§ **Your instructions**:
According to the office market report below, what caused national office vacancy to decline? Answer in one to three sentences.

***** Source passage *****

- Office vacancy declined nationally for the first time in over six years, falling to 22.5% in Q3 2025, according to JLL.
- New office supply is at historic lows, with only 6M SF under construction—down 84% from 2019.
- Leasing activity is recovering, with 52.4M SF leased in Q3, just below post-pandemic highs and 82% of pre-pandemic levels.
The Big Picture
After years of rising vacancies and tenant downsizing, the US office sector is finally turning a corner, per Bisnow.
A new report by JLL shows national vacancy has declined for the first time since early 2019, dropping five basis points to 22.5% in Q3 2025.

The catalyst? A sharp slowdown in new construction paired with a rebound in leasing activity, particularly in high-demand urban hubs like Silicon Valley, San Francisco, and Chicago.
Demand Bounces Back
Large-scale leases are making a comeback. Gross leasing volume rose 6.5% quarter-over-quarter to 52.4M SF, with 18 markets now exceeding pre-pandemic leasing volumes. Major deals included Amazon’s 1M SF lease in Puget Sound and Goldman Sachs’ 700K SF commitment in Dallas-Fort Worth.

Although overall leasing is still below pre-pandemic norms, the market saw a significant rebound from the mid-year lull. Net absorption hit 6.1M SF in Q3—more than double the previous post-pandemic high.
New Supply Slows to a Trickle
The development pipeline is shrinking fast. Only about 6M SF remains in active construction—compared to more than 50M SF in 2019. Some markets have less than 500,000 SF under construction, and national office inventory even declined in Q3 due to conversions and limited groundbreakings.
High-end Class A buildings are in especially short supply, with vacancy for space built since 2000 falling 104 basis points year-over-year.

***** Exercise data *****

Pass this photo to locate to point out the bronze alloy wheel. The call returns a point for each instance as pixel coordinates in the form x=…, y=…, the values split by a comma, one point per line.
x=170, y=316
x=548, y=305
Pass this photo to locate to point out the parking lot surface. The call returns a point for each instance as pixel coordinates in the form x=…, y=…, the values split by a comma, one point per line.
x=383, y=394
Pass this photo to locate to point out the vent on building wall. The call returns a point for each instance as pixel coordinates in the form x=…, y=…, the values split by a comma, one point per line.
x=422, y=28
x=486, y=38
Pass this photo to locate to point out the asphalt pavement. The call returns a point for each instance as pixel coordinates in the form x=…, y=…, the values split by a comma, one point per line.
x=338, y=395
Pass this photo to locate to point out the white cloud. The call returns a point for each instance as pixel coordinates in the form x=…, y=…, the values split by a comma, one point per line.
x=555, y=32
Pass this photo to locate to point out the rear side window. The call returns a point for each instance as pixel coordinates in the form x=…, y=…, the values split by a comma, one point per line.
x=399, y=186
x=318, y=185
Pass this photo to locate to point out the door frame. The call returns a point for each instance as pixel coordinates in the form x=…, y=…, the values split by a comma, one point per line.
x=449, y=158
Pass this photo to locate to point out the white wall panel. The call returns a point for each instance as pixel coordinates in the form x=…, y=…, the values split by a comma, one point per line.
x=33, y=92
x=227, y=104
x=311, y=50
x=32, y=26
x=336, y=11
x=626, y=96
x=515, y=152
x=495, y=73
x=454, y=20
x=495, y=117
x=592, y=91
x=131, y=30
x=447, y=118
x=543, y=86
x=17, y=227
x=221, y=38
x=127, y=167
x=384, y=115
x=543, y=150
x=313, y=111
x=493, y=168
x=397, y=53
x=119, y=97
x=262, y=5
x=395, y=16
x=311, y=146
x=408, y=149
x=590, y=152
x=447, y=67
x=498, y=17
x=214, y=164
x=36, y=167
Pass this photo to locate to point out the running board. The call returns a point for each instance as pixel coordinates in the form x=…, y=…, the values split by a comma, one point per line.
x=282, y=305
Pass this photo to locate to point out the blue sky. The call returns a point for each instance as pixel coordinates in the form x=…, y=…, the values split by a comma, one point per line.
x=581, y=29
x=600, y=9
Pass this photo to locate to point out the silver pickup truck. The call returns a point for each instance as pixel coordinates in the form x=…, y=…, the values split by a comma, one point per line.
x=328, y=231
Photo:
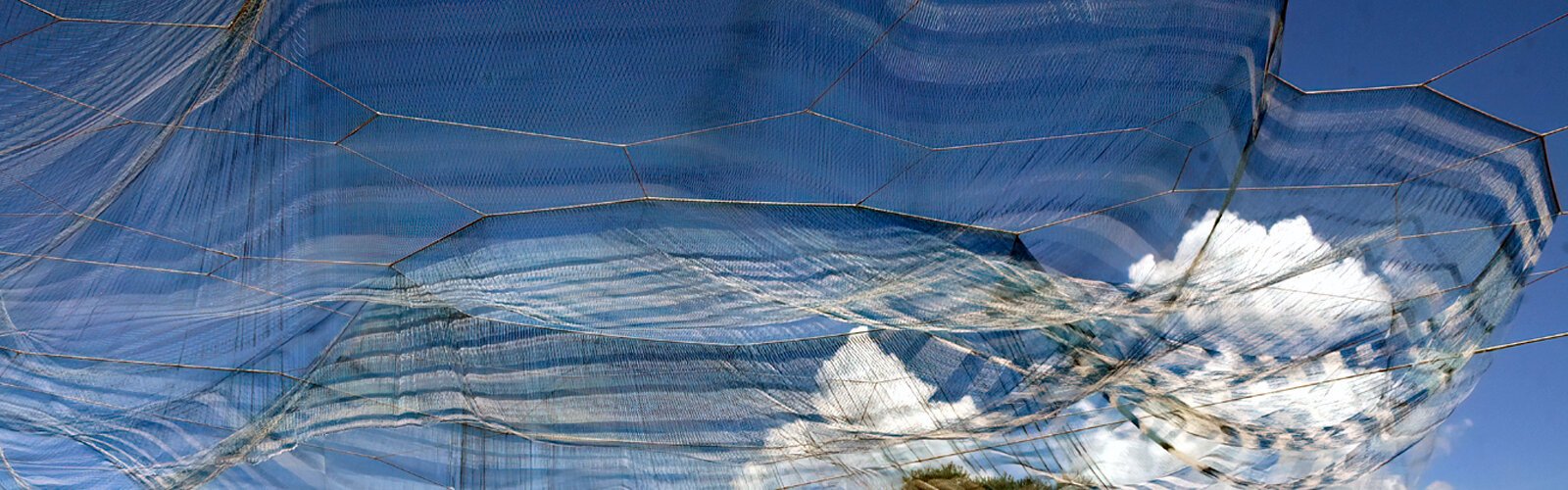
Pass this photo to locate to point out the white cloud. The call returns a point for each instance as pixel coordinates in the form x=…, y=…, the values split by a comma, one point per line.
x=862, y=390
x=1272, y=289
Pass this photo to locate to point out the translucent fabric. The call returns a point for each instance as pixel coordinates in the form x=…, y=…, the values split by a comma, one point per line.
x=729, y=244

*****

§ **Task solution**:
National office vacancy declined because a sharp slowdown in new construction coincided with a rebound in leasing activity. The rebound was particularly strong in high-demand urban hubs such as Silicon Valley, San Francisco, and Chicago.